THE TASK: Among the entries below, count the lines that contain the word "bald". Respond with the count only.

RECORD SET:
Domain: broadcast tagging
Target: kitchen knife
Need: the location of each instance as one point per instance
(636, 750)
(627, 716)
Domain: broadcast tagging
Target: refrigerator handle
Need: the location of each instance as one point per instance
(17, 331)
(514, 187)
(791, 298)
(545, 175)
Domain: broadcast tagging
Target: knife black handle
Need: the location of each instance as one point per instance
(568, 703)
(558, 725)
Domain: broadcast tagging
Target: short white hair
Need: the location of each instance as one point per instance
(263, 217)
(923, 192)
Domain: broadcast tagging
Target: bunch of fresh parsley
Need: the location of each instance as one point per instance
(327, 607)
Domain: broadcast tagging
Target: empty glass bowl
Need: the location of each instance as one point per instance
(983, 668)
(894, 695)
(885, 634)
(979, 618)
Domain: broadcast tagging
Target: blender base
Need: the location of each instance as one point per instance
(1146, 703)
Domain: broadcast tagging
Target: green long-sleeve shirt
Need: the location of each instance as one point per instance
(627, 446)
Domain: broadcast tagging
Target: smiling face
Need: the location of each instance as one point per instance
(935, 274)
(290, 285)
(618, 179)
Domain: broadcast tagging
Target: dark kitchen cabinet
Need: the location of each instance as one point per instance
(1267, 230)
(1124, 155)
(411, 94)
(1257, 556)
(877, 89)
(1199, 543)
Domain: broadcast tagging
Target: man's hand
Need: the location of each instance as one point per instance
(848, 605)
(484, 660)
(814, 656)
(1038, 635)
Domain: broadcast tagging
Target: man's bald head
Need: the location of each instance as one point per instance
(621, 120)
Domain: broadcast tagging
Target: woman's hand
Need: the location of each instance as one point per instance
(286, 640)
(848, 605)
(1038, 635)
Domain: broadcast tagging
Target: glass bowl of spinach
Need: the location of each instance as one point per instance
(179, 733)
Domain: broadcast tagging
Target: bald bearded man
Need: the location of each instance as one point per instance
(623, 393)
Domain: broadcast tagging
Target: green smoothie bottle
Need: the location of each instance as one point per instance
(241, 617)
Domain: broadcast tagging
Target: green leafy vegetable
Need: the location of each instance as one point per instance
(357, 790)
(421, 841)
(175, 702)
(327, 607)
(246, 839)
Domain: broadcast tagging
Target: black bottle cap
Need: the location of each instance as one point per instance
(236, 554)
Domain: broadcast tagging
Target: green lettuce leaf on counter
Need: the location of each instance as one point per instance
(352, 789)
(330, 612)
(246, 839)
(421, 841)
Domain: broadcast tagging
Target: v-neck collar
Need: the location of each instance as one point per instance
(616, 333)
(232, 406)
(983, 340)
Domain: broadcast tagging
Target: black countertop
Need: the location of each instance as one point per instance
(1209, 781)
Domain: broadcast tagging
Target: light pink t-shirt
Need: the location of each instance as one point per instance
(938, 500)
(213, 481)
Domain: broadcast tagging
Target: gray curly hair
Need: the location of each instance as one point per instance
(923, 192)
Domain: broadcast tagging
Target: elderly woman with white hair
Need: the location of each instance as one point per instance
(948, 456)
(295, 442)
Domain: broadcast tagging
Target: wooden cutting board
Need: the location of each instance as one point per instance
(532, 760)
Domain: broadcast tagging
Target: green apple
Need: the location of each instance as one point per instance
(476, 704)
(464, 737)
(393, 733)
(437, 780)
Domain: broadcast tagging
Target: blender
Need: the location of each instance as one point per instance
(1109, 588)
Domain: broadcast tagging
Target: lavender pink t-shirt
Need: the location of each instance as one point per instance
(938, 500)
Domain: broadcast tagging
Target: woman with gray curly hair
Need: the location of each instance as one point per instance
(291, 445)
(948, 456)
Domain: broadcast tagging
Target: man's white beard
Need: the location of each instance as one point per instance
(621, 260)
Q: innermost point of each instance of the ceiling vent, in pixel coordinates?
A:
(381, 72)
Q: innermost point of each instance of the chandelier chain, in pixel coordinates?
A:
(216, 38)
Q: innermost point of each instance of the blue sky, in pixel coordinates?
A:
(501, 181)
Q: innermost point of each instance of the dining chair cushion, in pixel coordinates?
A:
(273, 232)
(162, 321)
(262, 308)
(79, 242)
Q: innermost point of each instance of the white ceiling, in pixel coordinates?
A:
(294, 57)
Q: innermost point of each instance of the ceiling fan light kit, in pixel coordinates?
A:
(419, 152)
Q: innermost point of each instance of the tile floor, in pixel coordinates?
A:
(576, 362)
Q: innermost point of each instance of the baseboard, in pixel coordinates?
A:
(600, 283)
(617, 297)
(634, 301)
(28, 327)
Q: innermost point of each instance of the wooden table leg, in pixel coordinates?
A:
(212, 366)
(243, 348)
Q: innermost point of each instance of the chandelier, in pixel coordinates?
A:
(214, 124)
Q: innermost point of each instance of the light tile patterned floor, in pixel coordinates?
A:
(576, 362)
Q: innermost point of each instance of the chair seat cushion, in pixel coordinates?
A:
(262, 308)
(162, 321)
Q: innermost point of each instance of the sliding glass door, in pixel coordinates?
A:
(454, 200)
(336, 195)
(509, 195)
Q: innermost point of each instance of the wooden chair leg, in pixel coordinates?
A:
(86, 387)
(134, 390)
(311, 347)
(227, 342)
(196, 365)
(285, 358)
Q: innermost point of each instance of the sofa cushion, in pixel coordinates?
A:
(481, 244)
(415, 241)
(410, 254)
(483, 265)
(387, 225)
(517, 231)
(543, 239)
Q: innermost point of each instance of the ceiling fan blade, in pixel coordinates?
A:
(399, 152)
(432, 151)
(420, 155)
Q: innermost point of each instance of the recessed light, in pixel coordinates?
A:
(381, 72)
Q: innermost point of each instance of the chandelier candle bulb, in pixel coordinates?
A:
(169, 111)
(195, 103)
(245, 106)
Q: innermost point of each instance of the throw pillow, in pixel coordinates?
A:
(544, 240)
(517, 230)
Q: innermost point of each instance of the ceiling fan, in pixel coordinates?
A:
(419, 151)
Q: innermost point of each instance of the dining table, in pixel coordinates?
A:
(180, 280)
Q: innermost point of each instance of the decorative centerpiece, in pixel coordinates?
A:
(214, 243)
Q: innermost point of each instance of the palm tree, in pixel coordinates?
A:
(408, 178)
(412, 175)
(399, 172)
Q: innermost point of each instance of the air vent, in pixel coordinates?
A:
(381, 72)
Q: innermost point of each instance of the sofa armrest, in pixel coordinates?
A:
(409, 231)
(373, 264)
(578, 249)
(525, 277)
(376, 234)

TASK RESULT: 2